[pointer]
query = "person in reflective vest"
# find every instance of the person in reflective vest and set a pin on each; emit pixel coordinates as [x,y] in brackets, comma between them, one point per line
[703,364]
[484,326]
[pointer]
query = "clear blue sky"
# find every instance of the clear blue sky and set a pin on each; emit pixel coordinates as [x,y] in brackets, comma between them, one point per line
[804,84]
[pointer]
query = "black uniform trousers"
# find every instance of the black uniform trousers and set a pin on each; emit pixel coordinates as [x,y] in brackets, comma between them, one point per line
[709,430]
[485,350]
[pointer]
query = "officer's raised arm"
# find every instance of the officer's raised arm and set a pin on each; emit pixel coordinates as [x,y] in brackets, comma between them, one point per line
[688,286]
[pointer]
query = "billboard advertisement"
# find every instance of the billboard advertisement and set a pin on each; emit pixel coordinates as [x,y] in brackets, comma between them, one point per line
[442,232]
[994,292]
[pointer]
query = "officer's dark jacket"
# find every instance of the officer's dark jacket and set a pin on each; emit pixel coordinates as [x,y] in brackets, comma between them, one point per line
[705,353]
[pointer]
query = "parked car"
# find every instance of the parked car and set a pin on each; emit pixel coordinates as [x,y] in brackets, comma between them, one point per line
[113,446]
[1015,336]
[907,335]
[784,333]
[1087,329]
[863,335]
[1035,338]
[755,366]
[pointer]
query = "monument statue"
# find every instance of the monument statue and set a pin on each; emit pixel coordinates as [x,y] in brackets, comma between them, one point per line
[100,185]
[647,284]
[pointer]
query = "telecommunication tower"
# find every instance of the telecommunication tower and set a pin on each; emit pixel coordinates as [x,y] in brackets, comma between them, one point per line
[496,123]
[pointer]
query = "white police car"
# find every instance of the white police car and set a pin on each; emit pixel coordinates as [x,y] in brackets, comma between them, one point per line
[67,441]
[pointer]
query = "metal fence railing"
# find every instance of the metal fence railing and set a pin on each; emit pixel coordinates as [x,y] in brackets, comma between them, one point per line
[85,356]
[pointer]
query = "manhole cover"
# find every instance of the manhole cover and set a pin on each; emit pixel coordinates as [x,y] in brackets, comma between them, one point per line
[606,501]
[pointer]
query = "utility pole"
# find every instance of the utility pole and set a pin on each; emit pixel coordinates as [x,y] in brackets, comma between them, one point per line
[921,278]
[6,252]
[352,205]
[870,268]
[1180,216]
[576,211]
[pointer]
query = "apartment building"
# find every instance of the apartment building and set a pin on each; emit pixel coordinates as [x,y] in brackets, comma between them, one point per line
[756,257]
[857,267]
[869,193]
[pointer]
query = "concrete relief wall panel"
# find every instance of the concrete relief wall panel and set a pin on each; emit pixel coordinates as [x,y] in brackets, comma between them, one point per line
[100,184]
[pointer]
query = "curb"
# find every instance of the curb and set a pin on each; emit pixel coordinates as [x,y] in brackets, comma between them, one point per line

========

(What you need to do):
Pull every line containing "curb" out of the entries.

(Response to this task):
query = "curb"
# find every instance of the curb and set a pin on each; emit pixel coordinates as [x,y] in brackets, comma between them, one point per line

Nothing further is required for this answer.